**INSTRUCTIONS TO FOLLOW**
Write out the entries below once more, exactly, with the pictures left out.

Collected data
# # # #
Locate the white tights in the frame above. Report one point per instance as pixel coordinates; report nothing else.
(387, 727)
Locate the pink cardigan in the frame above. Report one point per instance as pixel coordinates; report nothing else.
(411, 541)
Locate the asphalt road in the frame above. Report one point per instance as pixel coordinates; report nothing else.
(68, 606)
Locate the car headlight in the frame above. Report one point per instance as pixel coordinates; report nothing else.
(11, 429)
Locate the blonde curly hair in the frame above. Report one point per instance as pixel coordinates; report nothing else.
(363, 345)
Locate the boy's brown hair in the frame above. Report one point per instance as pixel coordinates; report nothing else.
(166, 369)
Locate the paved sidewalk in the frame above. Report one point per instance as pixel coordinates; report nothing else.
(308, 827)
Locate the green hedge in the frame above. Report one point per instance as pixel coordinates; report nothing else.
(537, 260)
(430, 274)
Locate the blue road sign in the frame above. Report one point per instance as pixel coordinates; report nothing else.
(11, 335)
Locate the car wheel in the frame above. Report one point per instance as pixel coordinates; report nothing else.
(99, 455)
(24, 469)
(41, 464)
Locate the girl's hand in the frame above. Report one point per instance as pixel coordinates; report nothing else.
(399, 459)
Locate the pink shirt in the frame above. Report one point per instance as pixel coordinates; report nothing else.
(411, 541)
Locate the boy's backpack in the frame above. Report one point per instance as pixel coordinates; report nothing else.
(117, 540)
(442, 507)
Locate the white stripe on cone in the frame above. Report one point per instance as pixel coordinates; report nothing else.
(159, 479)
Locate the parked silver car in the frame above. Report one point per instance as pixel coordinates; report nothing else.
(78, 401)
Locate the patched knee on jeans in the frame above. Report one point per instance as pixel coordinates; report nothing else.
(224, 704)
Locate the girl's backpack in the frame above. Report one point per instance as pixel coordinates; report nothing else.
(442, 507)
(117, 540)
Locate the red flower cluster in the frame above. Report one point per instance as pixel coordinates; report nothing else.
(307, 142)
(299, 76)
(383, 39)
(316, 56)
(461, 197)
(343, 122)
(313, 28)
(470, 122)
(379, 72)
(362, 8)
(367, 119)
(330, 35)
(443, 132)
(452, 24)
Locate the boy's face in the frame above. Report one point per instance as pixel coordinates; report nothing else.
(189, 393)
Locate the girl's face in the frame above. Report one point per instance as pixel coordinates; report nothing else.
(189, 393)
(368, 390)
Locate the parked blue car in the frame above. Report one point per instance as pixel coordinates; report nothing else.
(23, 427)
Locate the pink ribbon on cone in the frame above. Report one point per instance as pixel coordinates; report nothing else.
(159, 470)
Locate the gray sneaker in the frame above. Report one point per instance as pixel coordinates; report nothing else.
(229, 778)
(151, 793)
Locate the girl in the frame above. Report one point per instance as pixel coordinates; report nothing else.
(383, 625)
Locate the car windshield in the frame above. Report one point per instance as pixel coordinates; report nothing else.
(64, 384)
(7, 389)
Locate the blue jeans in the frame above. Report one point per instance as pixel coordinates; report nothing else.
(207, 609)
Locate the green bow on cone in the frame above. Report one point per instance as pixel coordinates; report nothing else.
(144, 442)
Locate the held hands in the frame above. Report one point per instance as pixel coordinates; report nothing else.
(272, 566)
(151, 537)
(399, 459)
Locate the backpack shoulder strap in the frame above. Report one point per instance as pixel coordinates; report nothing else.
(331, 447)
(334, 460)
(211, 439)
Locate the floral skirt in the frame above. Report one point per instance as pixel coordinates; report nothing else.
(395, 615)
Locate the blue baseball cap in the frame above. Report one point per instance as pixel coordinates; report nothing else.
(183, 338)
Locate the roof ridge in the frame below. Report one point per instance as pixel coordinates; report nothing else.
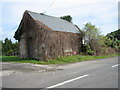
(49, 16)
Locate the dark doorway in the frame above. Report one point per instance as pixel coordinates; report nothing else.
(30, 47)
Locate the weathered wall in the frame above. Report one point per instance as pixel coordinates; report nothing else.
(47, 44)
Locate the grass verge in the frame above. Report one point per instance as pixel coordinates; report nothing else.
(60, 60)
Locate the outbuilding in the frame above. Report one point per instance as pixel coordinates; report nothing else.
(45, 37)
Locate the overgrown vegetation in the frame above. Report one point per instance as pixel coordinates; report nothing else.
(60, 60)
(9, 48)
(97, 44)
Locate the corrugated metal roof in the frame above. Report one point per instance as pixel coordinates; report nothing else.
(54, 23)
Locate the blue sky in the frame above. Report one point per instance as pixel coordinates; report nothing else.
(101, 13)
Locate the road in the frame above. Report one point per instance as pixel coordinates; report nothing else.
(101, 73)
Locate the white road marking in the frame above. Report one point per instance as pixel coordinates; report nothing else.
(68, 81)
(115, 65)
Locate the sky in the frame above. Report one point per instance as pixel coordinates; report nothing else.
(101, 13)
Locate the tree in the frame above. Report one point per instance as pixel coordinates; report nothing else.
(9, 48)
(92, 38)
(115, 34)
(67, 18)
(91, 33)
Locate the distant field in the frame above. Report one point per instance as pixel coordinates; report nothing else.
(61, 60)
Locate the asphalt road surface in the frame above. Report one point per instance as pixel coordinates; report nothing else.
(101, 73)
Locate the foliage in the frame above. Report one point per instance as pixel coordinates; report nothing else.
(87, 49)
(67, 18)
(9, 48)
(115, 34)
(91, 32)
(60, 60)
# # # #
**CORRECT RESPONSE**
Locate the white tights in the frame above. Report one point per instance as pixel coordinates; report nothing else.
(387, 727)
Locate the pink cardigan in the frame above. Report one point per instance as pixel coordinates; report nothing else.
(411, 541)
Locate the asphalt road in the frame above. Report one point per instance as pixel coordinates; report nothing else.
(68, 606)
Locate the car headlight in the frame above. Report one point per instance as pixel coordinates; report nothing else.
(11, 429)
Locate the blonde curly hair in the frame above. Report one point per instance as pixel coordinates; report nothing else.
(363, 345)
Locate the boy's brown hair in the frame above. Report one point per instance as pixel coordinates; report nothing else.
(166, 369)
Locate the paved sidewalk in the frame above. Report one point per instance as pixel coordinates; report nothing else.
(308, 827)
Locate the green hedge in the frame above. Report one point per instance as pixel coordinates; report nothing else.
(537, 260)
(430, 274)
Locate the blue road sign in the frame above. Report one point per instance as pixel coordinates; report nothing else.
(11, 335)
Locate the car wheel in the frame above. Report one point per instance as pixel coordinates; report nothing else.
(99, 455)
(24, 469)
(41, 464)
Locate the girl's hand in the frame above. Report one point per instance as pixel coordinates; report nothing else.
(399, 459)
Locate the pink shirt in the frame above. Report one point per instance as pixel coordinates; report nothing else.
(411, 541)
Locate the boy's backpack in the frame above. Report one point per instance as pixel coordinates; report nothing else.
(117, 540)
(442, 507)
Locate the white stripe on cone in the frame above. Report one point per instance as pixel coordinates; report nothing else.
(159, 479)
Locate the parked silver car in the frame above. Report one point per instance as pixel coordinates; report nothing else.
(78, 401)
Locate the patched knee on jeans in the frame above. Report one point per instance as pixel coordinates; report nothing else.
(224, 704)
Locate the girl's backpack in the frame above. Report one point per instance as pixel coordinates; report nothing else.
(442, 507)
(117, 540)
Locate the red flower cluster in the frame above. Report one point per instance as pixel coordinates; report nothing else.
(307, 142)
(299, 76)
(383, 39)
(316, 56)
(461, 197)
(343, 122)
(313, 28)
(470, 122)
(379, 72)
(362, 8)
(367, 119)
(330, 35)
(443, 132)
(452, 24)
Locate the boy's face in the frame above. Report one point per instance as pixel coordinates; report nothing else.
(189, 393)
Locate the girl's face in the frame above. Report one point per instance as pixel coordinates; report nothing else.
(189, 393)
(368, 390)
Locate the parked blue car in the frame above. Report one point per instance as pixel coordinates; report nothing else.
(23, 427)
Locate the pink ribbon on cone in the frame above. Report one point per instance as pixel coordinates; report nothing else.
(159, 470)
Locate the gray sneaker in the frame above. Report one point per instance as pixel coordinates; report nothing else.
(229, 778)
(151, 793)
Locate the girl in the frame above. Report one point per instance as pixel coordinates; report nothing else.
(383, 625)
Locate the car windshield in the frame above. Report one point per instance as pixel coordinates; report nothing else.
(64, 384)
(7, 389)
Locate the blue jeans in the frame above. Report one point per instance as pixel coordinates; report nothing else.
(207, 609)
Locate the green bow on cone in the frame above. Report one point per instance as pixel coordinates; report nothing else.
(144, 442)
Locate the held hands in the frame above. Report one point per instance as pixel coordinates; report nothing else.
(272, 566)
(151, 537)
(399, 459)
Locate the backpack shoulder strap in the frame above. Report one point per instance as pixel coordinates; report nothing else.
(331, 447)
(334, 460)
(211, 439)
Locate the floral skirt in the frame above. Report one point per instance as pixel coordinates; report nothing else.
(395, 615)
Locate the blue baseball cap in the frame above. Report one point per instance as pixel coordinates; report nothing else.
(183, 338)
Locate the roof ridge in the frame below. Report one point per instance as pixel coordinates; report nothing else.
(49, 16)
Locate the dark doorway in the frame above. Report one point per instance as pixel coordinates; report nothing else.
(30, 47)
Locate the weathered wall in the frame above. Report one point per instance as pixel coordinates; report nothing else.
(47, 44)
Locate the grass verge in the frame above. Report one point per instance as pixel coordinates; report nothing else.
(60, 60)
Locate the outbuilding in the frame above. Report one point per instance as pixel coordinates; report nothing else.
(45, 37)
Locate the overgrown vegetation in the frame above. Report one point per instance as pixel coordinates; report nothing else.
(60, 60)
(9, 48)
(97, 44)
Locate the corrugated metal roof in the frame above. Report one point per instance as pixel coordinates; report nothing else.
(54, 23)
Locate the blue sky in the frame above. Report one point per instance as pixel coordinates; report nothing else.
(101, 13)
Locate the road in the frame above. Report one point per instance as pixel coordinates; report nothing else.
(101, 73)
Locate the white road marking in the frame above. Report one point per instance as pixel coordinates; report nothing else.
(68, 81)
(115, 65)
Locate the sky in the frame above. Report one point per instance as pixel coordinates; report nothing else.
(101, 13)
Locate the tree in the frame above. Report one point per instance as pixel coordinates; report nothing else.
(9, 48)
(92, 38)
(115, 34)
(67, 18)
(91, 33)
Locate the distant field in the frame above. Report one point per instance as pixel coordinates; report nothing else.
(61, 60)
Locate the asphalt road surface in the frame above. Report one point per instance as pixel coordinates; report nothing else.
(101, 73)
Locate the foliage in the frame above. Report one point per instance as pixel coordinates; report nothing else.
(87, 49)
(67, 18)
(9, 48)
(115, 34)
(91, 32)
(60, 60)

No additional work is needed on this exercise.